* **PROVIDED MATERIAL**
+-------+

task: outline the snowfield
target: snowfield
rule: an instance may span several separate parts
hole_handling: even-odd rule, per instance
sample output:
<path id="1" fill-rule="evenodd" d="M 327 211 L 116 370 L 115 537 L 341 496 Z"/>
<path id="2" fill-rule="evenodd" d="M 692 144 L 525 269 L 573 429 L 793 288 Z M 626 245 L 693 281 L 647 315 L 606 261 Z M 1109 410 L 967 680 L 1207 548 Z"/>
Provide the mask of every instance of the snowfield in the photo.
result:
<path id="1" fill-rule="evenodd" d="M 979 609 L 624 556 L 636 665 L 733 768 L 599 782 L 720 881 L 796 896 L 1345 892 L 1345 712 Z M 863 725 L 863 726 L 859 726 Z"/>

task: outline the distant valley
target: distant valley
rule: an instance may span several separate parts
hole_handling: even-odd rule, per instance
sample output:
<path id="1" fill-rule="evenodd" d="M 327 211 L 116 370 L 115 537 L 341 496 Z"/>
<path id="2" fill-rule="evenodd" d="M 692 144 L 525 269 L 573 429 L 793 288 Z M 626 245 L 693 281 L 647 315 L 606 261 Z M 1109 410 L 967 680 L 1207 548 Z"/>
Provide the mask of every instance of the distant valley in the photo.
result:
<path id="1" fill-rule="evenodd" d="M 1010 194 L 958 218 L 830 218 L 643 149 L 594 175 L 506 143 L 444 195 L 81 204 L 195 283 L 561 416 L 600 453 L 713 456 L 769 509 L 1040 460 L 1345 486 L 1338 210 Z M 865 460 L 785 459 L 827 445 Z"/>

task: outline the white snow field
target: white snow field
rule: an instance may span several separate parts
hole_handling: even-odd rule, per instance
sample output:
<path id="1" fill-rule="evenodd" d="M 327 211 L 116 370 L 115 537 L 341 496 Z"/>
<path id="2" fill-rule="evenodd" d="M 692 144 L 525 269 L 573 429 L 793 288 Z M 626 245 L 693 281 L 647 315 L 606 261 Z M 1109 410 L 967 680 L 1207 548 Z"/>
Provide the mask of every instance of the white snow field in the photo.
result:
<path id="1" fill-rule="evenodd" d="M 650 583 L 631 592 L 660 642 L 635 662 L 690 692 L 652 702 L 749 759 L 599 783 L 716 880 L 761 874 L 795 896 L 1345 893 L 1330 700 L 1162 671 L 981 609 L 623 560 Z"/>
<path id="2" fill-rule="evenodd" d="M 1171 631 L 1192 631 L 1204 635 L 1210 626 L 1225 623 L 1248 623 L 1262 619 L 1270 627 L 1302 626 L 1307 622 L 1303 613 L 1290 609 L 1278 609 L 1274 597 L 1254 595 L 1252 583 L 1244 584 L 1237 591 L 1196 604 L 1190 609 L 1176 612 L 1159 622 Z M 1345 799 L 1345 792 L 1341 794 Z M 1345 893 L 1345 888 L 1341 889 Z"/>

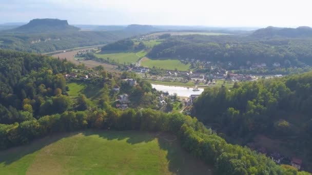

+-------+

* **EXERCISE DIRECTIONS**
Convert every line of the items above into a Markdown table with the columns Row and Line, numbering each row and skipping blank lines. Leave the pictures out of the answer.

* **TASK RESULT**
| Row | Line |
|---|---|
| 1 | task: outline the snowfield |
| 2 | target: snowfield |
| 3 | rule: an instance may span several separate parts |
| 4 | hole_handling: even-odd rule, per instance |
| 5 | sample output: |
| 6 | <path id="1" fill-rule="evenodd" d="M 327 211 L 116 370 L 115 537 L 341 496 Z"/> |
| 7 | <path id="2" fill-rule="evenodd" d="M 692 144 L 525 269 L 573 429 L 793 288 Z M 626 245 L 693 281 L 647 315 L 606 261 Z M 1109 410 L 967 680 L 1207 548 Z"/> |
| 8 | Provide the mask of every instance of the snowfield in the photo. |
| 9 | result: |
| 10 | <path id="1" fill-rule="evenodd" d="M 979 609 L 624 556 L 636 665 L 733 768 L 599 782 L 720 881 L 796 896 L 1345 892 L 1345 712 Z M 863 725 L 863 726 L 859 726 Z"/> |
| 11 | task: outline the distant valley |
| 12 | target: distant valley |
| 13 | rule: an instance may span several separate parts |
| 14 | hole_handling: even-odd rule, per instance |
| 15 | sample output: |
| 16 | <path id="1" fill-rule="evenodd" d="M 327 211 L 116 370 L 115 537 L 341 496 Z"/> |
| 17 | <path id="2" fill-rule="evenodd" d="M 692 144 L 525 269 L 573 429 L 793 288 Z M 626 245 L 693 281 L 647 315 L 606 261 Z M 1109 410 L 967 680 L 1207 548 Z"/> |
| 18 | Provide the mask of every instance of the distant valley in the photo. |
| 19 | result: |
| 20 | <path id="1" fill-rule="evenodd" d="M 1010 194 L 958 218 L 830 218 L 643 149 L 594 175 L 506 143 L 444 195 L 81 204 L 195 283 L 561 416 L 600 453 L 713 456 L 769 509 L 1040 460 L 1345 486 L 1338 210 Z M 865 460 L 785 459 L 827 445 Z"/> |
| 21 | task: outline the white snow field |
| 22 | target: white snow field |
| 23 | rule: an instance may span several separate parts |
| 24 | hole_handling: even-odd rule, per instance |
| 25 | sample output: |
| 26 | <path id="1" fill-rule="evenodd" d="M 327 211 L 116 370 L 115 537 L 341 496 Z"/> |
| 27 | <path id="2" fill-rule="evenodd" d="M 692 144 L 525 269 L 573 429 L 793 288 Z M 626 245 L 693 281 L 647 315 L 606 261 Z M 1109 410 L 967 680 L 1207 548 Z"/> |
| 28 | Provide the mask of every instance of the white snow field in the photo. |
| 29 | result: |
| 30 | <path id="1" fill-rule="evenodd" d="M 650 583 L 631 592 L 660 642 L 635 662 L 690 692 L 652 702 L 749 759 L 599 783 L 716 880 L 761 874 L 795 896 L 1345 893 L 1330 700 L 1162 671 L 981 609 L 623 560 Z"/> |
| 31 | <path id="2" fill-rule="evenodd" d="M 1171 631 L 1192 631 L 1204 635 L 1210 626 L 1225 623 L 1248 623 L 1262 619 L 1270 627 L 1302 626 L 1307 622 L 1303 613 L 1290 609 L 1278 609 L 1274 597 L 1254 595 L 1252 583 L 1244 584 L 1237 591 L 1196 604 L 1190 609 L 1176 612 L 1159 622 Z M 1345 799 L 1345 792 L 1341 794 Z M 1345 893 L 1345 888 L 1341 889 Z"/> |